Shift the point coordinates in the answers by adding -120 to each number, and write out again every line of the entries from the line with "such as <point>1051,106</point>" to the line with "<point>652,45</point>", both included. Copy the requests and their format samples unchanged.
★ ★ ★ ★ ★
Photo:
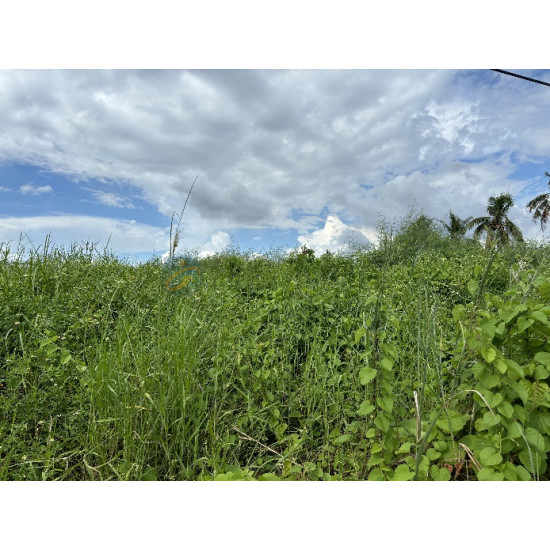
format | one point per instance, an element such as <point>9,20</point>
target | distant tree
<point>541,206</point>
<point>497,226</point>
<point>457,227</point>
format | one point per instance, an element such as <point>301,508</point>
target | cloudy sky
<point>281,158</point>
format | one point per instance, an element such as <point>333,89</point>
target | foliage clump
<point>426,358</point>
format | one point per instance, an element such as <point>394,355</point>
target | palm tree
<point>541,206</point>
<point>497,225</point>
<point>457,227</point>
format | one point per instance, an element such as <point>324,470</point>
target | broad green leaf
<point>489,327</point>
<point>540,317</point>
<point>370,433</point>
<point>494,399</point>
<point>385,403</point>
<point>501,366</point>
<point>543,358</point>
<point>489,474</point>
<point>366,408</point>
<point>382,422</point>
<point>402,473</point>
<point>432,454</point>
<point>490,380</point>
<point>488,354</point>
<point>375,460</point>
<point>520,391</point>
<point>490,457</point>
<point>473,287</point>
<point>513,366</point>
<point>366,375</point>
<point>376,475</point>
<point>506,409</point>
<point>491,419</point>
<point>450,421</point>
<point>376,448</point>
<point>535,439</point>
<point>540,373</point>
<point>404,449</point>
<point>524,323</point>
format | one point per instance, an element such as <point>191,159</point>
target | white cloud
<point>110,199</point>
<point>29,189</point>
<point>337,237</point>
<point>217,243</point>
<point>269,144</point>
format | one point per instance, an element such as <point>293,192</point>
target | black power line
<point>523,77</point>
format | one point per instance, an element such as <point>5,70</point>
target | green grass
<point>296,368</point>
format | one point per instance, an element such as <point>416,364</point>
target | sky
<point>279,158</point>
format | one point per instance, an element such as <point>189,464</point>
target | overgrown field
<point>426,359</point>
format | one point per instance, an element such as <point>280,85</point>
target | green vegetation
<point>497,226</point>
<point>426,358</point>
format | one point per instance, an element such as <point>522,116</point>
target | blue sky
<point>283,158</point>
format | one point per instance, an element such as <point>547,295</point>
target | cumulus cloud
<point>29,189</point>
<point>110,199</point>
<point>271,144</point>
<point>337,237</point>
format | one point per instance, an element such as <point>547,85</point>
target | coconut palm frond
<point>541,206</point>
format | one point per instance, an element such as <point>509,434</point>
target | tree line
<point>497,226</point>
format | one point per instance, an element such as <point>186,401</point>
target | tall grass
<point>251,369</point>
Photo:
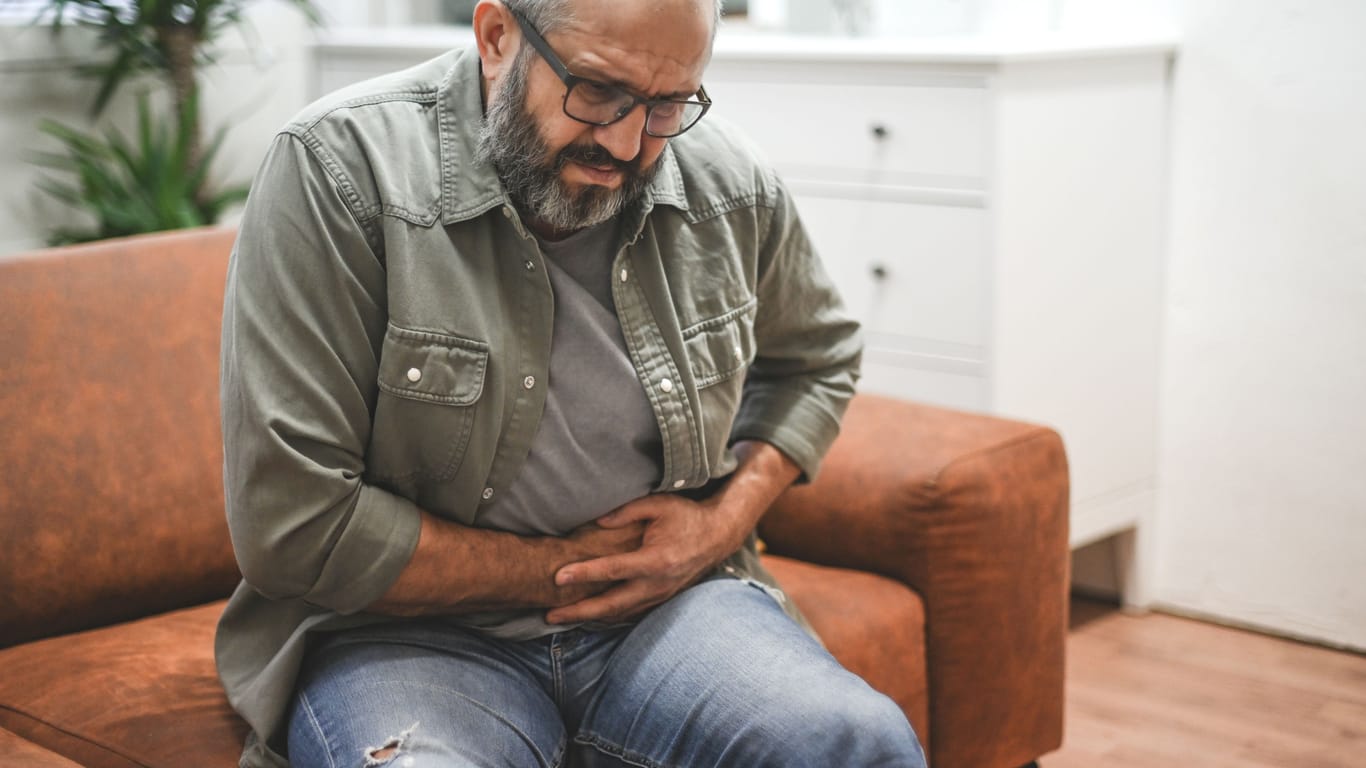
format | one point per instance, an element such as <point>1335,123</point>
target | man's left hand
<point>683,540</point>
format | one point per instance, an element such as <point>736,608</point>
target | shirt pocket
<point>720,351</point>
<point>429,390</point>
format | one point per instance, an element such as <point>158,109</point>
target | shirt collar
<point>471,187</point>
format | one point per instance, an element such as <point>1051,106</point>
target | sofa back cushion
<point>111,458</point>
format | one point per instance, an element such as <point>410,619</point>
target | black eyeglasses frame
<point>570,81</point>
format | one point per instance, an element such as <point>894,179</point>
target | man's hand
<point>683,540</point>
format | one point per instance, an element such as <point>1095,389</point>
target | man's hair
<point>549,15</point>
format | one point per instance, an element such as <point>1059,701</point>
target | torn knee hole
<point>388,750</point>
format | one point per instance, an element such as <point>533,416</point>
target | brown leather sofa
<point>930,554</point>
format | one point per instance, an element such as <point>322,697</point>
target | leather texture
<point>930,552</point>
<point>971,513</point>
<point>15,750</point>
<point>130,696</point>
<point>112,457</point>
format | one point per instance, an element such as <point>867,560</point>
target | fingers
<point>614,567</point>
<point>618,603</point>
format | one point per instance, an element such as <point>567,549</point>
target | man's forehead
<point>652,45</point>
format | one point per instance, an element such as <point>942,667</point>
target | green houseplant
<point>159,179</point>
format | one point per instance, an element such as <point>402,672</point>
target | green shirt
<point>385,345</point>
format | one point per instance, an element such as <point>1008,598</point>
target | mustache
<point>597,156</point>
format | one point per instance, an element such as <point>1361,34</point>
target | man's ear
<point>497,36</point>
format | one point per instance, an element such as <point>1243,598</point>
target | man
<point>517,351</point>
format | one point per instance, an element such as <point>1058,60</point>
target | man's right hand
<point>458,569</point>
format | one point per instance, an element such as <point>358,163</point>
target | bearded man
<point>517,349</point>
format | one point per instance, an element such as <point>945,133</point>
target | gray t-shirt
<point>598,444</point>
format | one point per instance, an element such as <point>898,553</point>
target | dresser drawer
<point>861,133</point>
<point>906,269</point>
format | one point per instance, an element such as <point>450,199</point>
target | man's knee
<point>863,729</point>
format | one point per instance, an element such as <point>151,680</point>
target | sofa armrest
<point>970,511</point>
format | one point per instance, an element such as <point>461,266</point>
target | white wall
<point>260,81</point>
<point>1262,459</point>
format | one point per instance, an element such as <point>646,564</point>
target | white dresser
<point>993,213</point>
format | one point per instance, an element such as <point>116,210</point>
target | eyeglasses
<point>601,104</point>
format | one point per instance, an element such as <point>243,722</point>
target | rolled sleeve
<point>303,320</point>
<point>809,347</point>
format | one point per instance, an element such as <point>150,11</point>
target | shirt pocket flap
<point>432,366</point>
<point>721,346</point>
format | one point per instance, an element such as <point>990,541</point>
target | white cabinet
<point>993,215</point>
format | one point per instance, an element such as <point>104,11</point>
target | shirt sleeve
<point>303,319</point>
<point>809,347</point>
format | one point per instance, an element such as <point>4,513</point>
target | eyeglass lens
<point>601,103</point>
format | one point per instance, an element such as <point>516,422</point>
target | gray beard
<point>530,174</point>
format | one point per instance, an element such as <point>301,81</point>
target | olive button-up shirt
<point>387,308</point>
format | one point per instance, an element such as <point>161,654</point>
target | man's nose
<point>623,137</point>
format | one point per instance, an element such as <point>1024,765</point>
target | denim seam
<point>313,720</point>
<point>616,750</point>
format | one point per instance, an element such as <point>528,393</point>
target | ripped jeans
<point>716,677</point>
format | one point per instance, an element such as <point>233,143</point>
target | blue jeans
<point>716,677</point>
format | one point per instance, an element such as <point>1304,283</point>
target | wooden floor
<point>1159,690</point>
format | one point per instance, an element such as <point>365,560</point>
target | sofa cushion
<point>129,696</point>
<point>15,750</point>
<point>112,483</point>
<point>145,694</point>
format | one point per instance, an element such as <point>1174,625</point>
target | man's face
<point>564,174</point>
★ ★ ★ ★ ★
• _Reply_:
format | one point per instance, an element such as <point>1051,106</point>
target | sofa back cushion
<point>-9,338</point>
format | one point per instance, an element such as <point>410,619</point>
target | black eyeglasses frame
<point>450,-39</point>
format | one point per instance, an element such as <point>894,179</point>
target | man's hand
<point>563,420</point>
format | one point per instance, an element such as <point>1095,389</point>
target | man's hair
<point>429,-105</point>
format | one point per instance, an element such as <point>1059,701</point>
target | torn knee hole
<point>268,630</point>
format | one point per instance, an element such as <point>533,416</point>
target | brown leather sofa
<point>810,434</point>
format | one point per instance, an element such as <point>322,697</point>
target | leather texture
<point>810,432</point>
<point>851,393</point>
<point>-105,630</point>
<point>10,576</point>
<point>-8,337</point>
format | one point per instance, an element such as <point>867,560</point>
target | fingers
<point>494,447</point>
<point>498,483</point>
format | one point per instance, an element such as <point>567,549</point>
target | man's forehead
<point>532,-75</point>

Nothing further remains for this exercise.